*** Opening SOURCE PASSAGE ***
4:44am -- One Reel Wonders: Judy Garland Biography (1962)
BW-4 mins

Judy Garland performed two songs in films that won the Academy Award for Best Original Song: "Over the Rainbow" from The Wizard of Oz (1939) and "On the Atchison, Topeka and the Santa Fe" from The Harvey Girls (1946); performed four more songs that were nominated: "Our Love Affair" from Strike Up the Band (1940), "How About You?" from Babes on Broadway (1941), "The Trolley Song" from Meet Me in St. Louis (1944), and "The Man That Got Away" from A Star Is Born (1954); and performed others that became standards, including "Have Yourself a Merry Little Christmas" from Meet Me in St. Louis (1944).


5:00am -- The Human Comedy (1943)
A small-town telegraph boy deals with the strains of growing up during World War II.
Cast: Mickey Rooney, Frank Morgan, James Craig, Marsha Hunt
Dir: Clarence Brown
BW-117 mins, TV-PG

Won an Oscar for Best Writing, Original Story -- William Saroyan

Nominated for Oscars for Best Actor in a Leading Role -- Mickey Rooney, Best Cinematography, Black-and-White -- Harry Stradling Sr., Best Director -- Clarence Brown, and Best Picture

Writer William Saroyan wanted desperately to direct the film despite having no experience in directing. Louis B. Mayer told Saroyan that he would consider the request and assigned the writer to direct a one reel short. The short film was a disappointment and studio stalwart Clarence Brown was promptly assigned. Saroyan was so bitter about the experience he wrote a play about Mayer soon after titled "Get Away Old Man".
*** Closing SOURCE PASSAGE ***
*** Opening MATERIAL SUPPLIED ***
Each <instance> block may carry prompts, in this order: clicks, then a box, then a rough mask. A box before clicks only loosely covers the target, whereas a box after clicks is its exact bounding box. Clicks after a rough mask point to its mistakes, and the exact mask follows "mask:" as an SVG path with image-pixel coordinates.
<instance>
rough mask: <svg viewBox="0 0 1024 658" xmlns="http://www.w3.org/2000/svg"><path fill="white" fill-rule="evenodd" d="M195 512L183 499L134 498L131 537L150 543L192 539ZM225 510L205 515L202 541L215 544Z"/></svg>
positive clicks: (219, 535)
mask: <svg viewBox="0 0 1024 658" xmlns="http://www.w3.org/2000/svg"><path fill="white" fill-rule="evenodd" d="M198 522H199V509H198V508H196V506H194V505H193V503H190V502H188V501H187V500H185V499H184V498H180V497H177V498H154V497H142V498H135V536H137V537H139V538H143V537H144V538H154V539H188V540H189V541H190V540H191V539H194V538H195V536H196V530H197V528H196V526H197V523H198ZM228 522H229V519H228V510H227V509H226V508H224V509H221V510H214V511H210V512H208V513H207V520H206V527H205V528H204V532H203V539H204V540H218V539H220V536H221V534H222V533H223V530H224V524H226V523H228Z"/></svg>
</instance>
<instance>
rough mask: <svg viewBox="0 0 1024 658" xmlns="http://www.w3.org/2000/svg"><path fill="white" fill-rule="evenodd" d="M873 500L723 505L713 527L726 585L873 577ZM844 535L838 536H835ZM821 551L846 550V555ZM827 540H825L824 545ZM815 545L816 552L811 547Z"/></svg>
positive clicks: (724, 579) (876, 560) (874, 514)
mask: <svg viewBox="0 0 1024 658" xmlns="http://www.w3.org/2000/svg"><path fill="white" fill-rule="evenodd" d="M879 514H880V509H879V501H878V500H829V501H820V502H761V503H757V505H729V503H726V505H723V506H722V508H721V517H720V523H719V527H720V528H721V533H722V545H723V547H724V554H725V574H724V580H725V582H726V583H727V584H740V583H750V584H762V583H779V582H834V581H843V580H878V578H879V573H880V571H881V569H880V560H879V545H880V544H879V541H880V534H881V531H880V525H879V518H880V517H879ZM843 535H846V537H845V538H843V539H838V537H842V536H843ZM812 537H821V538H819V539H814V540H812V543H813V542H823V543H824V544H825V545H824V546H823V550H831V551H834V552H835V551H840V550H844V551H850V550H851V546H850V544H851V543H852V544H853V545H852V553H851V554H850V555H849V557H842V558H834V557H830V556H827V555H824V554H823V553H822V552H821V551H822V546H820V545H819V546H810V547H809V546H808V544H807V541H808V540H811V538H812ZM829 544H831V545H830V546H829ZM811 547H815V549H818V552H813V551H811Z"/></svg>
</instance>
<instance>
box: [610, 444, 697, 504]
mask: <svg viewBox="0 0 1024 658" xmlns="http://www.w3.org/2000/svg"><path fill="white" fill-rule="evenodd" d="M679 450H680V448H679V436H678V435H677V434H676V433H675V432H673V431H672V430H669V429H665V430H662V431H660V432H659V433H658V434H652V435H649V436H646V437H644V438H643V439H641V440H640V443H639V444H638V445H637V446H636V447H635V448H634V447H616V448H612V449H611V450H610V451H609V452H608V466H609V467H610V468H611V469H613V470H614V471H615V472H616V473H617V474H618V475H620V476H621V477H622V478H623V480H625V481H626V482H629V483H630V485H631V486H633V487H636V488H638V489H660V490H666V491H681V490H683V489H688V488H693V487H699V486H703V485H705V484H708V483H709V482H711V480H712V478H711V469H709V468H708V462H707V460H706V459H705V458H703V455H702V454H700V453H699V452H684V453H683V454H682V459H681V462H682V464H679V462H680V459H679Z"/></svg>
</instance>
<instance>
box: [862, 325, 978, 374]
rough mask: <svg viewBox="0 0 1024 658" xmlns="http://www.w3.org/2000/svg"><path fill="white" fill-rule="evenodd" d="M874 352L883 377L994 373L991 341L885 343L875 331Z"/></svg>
*** Closing MATERIAL SUPPLIED ***
WORK TO COMPLETE:
#1 Answer each question from the film schedule above, one line per answer, marked (a), (b), (c).
(a) In which film did Judy Garland perform "The Man That Got Away"?
(b) Who directed The Human Comedy?
(c) What title did William Saroyan give his play about Louis B. Mayer?
#2 Using the film schedule above, explain in one to three sentences why Clarence Brown, rather than William Saroyan, was assigned to direct The Human Comedy.
#3 Recast the paragraph of the film schedule that begins "Judy Garland performed two songs" as a list, keeping every song, film, and year.

ANSWERS IN ORDER:
#1
(a) A Star Is Born (1954)
(b) Clarence Brown
(c) "Get Away Old Man"

#2 Saroyan wanted to direct the film despite having no directing experience, so Louis B. Mayer assigned him to direct a one-reel short first. That short was a disappointment, and the studio then promptly assigned Clarence Brown.

#3
Songs Judy Garland performed in films:
- Winners of the Academy Award for Best Original Song:
  - "Over the Rainbow," The Wizard of Oz (1939)
  - "On the Atchison, Topeka and the Santa Fe," The Harvey Girls (1946)
- Nominees:
  - "Our Love Affair," Strike Up the Band (1940)
  - "How About You?," Babes on Broadway (1941)
  - "The Trolley Song," Meet Me in St. Louis (1944)
  - "The Man That Got Away," A Star Is Born (1954)
- Other songs that became standards, including:
  - "Have Yourself a Merry Little Christmas," Meet Me in St. Louis (1944)